• _Text_
++++++++++

# Painting of Lecktor the Cat!



## PJM (May 7, 2010)

This is my first cat painting - Lecktor! Who belongs to our very own Sunflowerseeds!


----------



## MissC (Nov 15, 2010)

PJ! You rocked it as usual. 

You're a star.


----------



## lpercz (Dec 23, 2010)

WOW thats so amazing! great job


----------



## fracturedcircle (May 31, 2010)

ohh, how beautiful!


----------



## Hedgieonboard (Nov 15, 2009)

It's stunning!


----------



## alex_le_renar (Feb 21, 2011)

it is like a photograph, but even better cause it captures also the atmosphere 
Loved it!!!


----------



## LarryT (May 12, 2009)

Looks so real,love it!


----------



## Nancy (Aug 22, 2008)

Wonderful as usual.


----------



## Sunflowerseeds (Mar 3, 2011)

As you already know PJ, I love it!

++++++++++

• _Stored records_

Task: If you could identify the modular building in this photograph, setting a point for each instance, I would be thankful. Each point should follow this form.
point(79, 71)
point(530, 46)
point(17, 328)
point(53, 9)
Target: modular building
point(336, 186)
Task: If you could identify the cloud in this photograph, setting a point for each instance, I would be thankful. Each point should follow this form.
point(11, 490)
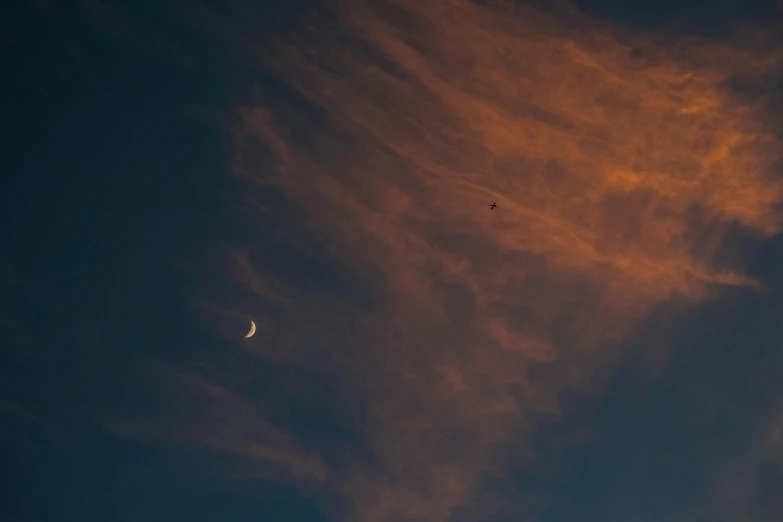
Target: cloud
point(620, 163)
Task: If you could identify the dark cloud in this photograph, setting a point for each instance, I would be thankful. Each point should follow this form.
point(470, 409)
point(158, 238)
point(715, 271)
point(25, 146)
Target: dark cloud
point(601, 345)
point(625, 167)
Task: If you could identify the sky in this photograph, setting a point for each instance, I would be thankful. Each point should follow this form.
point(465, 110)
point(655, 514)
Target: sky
point(604, 345)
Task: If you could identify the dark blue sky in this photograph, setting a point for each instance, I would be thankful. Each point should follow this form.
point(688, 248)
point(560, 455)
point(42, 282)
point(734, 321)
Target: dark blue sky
point(141, 234)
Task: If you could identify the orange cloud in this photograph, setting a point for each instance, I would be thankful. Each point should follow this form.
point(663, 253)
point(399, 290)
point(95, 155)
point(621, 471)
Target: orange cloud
point(618, 163)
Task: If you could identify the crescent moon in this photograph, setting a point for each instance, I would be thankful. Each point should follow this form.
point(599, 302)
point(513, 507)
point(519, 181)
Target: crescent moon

++++++++++

• _Goals_
1. Decide whether each statement below agrees with the thread about the painting of Lecktor the Cat. Answer yes or no for each, and quote the words from the thread that settle it. (a) Lecktor belongs to Sunflowerseeds. (b) PJM calls this painting a second cat painting. (c) LarryT says the painting looks real.
2. Return the part of the Lecktor painting thread from "This is my first" up to and including "You're a star.", copied word for word.
3. Supply the next part of the thread about the painting of Lecktor the Cat, starting after its last post.

• _Responses to the exercise_
1.
(a) Yes: "Who belongs to our very own Sunflowerseeds!"
(b) No: "This is my first cat painting - Lecktor!"
(c) Yes: "Looks so real,love it!"

2.
This is my first cat painting - Lecktor! Who belongs to our very own Sunflowerseeds!


----------



## MissC (Nov 15, 2010)

PJ! You rocked it as usual. 

You're a star.

3.
----------



## rivoli256 (Mar 1, 2009)

AMAZING! & lucky Sunflowerseeds to be the owner...if it looks this awesome on the forum, it looks 1,000x in person! Congrats to you both!


----------



## RalphsMum (Oct 14, 2010)

LOVE it PJ. Insanely excellent as usual


----------



## PJM (May 7, 2010)

Thanks guys! Lecktor is adorable - I just wanted to rub that little tummy the entire time I was painting him (which was a LONG time -lol-I couldn't quite get the fur right :roll: )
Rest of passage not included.